* Text passage:
________________________________________
How can I best plot a histogram for billions of genotype quality values?
I have a simple one column file with billions of genotype quality values. The file is several GB uncompressed.
Is there a statistics library in Python or R that can build up a histogram by streaming trough the data? Instead of loading everything to memory and then creating the histogram? I prefer using all of the data versus sampling it.
Or do I have to write a script first to collect the counts per bin and then give those count per bin to R for plotting? This functionality feels like it should already exist in a stats library some where.
I know the min and max of the values and would be able to specify a bin size.
what kind of graph do you need ? qual=f(pos) ?
I've been always intrigued by the potential of using a data log visualizer like RRD see http://oss.oetiker.ch/rrdtool/index.en.html to visualize genomic data (the time would be replaced by the coordinate of the genome).
Could you motivate this? If you want to produce a histogram to visualize the distribution of quality values, I don't see why you need billions of data points, especially since the range of quality values is discrete and not very large. After you have collected a million or so data points at random you have a pretty good estimate of the all thing.
Sampling also adds complexity and risk doing it wrong. I at least would need to think about how to do it correctly. By itself the frequency of the analysis and size of the data still allow for processing the total collection.
________________________________________
* Listed records:
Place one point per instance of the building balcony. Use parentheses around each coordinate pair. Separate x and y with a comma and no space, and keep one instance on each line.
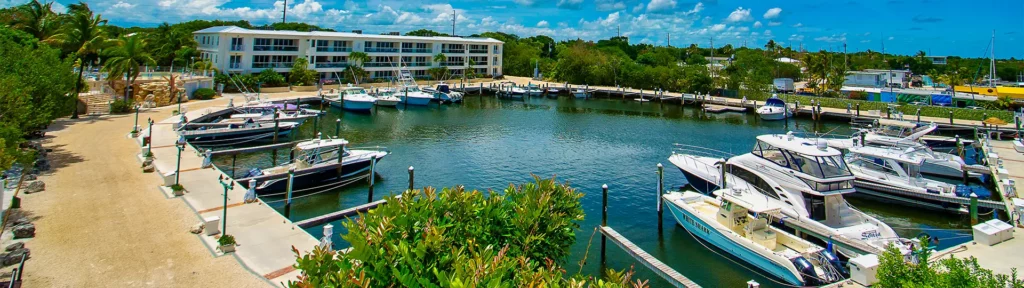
(376,65)
(275,48)
(271,65)
(417,50)
(381,50)
(332,65)
(334,49)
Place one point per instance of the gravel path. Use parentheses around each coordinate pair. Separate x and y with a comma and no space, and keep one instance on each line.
(101,222)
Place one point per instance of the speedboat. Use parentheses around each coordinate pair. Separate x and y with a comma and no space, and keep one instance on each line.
(736,221)
(354,98)
(315,168)
(774,109)
(891,175)
(807,178)
(534,90)
(444,93)
(412,95)
(581,93)
(386,97)
(906,137)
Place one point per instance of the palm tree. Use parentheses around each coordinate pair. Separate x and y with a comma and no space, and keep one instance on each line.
(440,58)
(39,19)
(84,35)
(127,57)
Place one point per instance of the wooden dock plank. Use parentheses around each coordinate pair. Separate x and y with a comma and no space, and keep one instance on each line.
(339,214)
(651,262)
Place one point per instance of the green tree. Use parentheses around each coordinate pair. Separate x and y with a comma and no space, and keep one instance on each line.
(127,58)
(301,74)
(84,35)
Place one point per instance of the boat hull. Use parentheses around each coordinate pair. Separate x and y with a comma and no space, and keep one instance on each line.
(708,233)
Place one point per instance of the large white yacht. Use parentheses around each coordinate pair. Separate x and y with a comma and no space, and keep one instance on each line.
(807,178)
(892,175)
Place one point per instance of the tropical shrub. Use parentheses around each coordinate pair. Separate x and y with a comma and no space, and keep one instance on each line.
(457,238)
(951,272)
(121,107)
(204,93)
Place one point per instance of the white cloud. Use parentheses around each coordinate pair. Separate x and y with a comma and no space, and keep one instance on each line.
(607,5)
(660,6)
(569,4)
(833,38)
(739,14)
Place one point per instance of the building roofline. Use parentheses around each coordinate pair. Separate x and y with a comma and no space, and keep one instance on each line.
(314,34)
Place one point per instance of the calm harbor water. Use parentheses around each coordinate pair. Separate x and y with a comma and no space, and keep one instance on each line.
(487,142)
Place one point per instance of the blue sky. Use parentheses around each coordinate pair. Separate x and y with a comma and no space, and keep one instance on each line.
(937,27)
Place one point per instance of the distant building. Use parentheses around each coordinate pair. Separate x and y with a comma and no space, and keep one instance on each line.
(245,50)
(937,59)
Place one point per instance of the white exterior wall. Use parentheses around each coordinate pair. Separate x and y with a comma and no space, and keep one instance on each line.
(220,51)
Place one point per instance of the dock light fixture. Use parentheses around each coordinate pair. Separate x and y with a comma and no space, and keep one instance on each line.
(228,186)
(180,145)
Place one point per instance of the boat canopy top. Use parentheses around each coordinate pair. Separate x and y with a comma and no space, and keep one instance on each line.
(774,101)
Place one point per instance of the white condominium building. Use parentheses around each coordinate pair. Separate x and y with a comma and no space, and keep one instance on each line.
(239,50)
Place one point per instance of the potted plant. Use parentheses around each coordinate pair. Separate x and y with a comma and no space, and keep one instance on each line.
(178,190)
(226,243)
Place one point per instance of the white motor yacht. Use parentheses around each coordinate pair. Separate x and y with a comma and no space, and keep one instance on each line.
(806,178)
(774,109)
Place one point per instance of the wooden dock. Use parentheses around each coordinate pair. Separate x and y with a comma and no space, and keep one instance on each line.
(339,214)
(677,280)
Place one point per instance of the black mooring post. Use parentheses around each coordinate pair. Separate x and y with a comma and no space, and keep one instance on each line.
(604,216)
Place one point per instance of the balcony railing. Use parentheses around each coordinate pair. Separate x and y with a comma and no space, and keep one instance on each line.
(332,65)
(379,49)
(334,49)
(274,48)
(417,50)
(378,65)
(272,65)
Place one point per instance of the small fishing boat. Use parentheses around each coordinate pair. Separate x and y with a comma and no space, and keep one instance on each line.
(354,98)
(315,168)
(737,222)
(774,109)
(386,97)
(581,93)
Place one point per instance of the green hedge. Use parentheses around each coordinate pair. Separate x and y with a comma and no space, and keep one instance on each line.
(204,93)
(908,110)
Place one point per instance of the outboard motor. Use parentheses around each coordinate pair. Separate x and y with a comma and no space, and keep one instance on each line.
(834,261)
(807,272)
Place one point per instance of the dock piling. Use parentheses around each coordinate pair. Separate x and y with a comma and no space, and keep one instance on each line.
(411,177)
(604,216)
(288,200)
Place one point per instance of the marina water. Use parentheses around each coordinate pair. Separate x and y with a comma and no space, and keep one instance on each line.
(487,144)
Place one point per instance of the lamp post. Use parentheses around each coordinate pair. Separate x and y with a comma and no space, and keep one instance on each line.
________________________________________
* Task goal:
Rewrite the paragraph in the histogram thread that begins "Could you motivate this?" in a shorter form that keeps its main points. The lines are not used in this exercise.

* Output of the task:
What is the reason for this? A histogram of the quality value distribution shouldn't need billions of data points, since quality values are discrete and span a small range. A random sample of about a million values would already give a good estimate of the whole.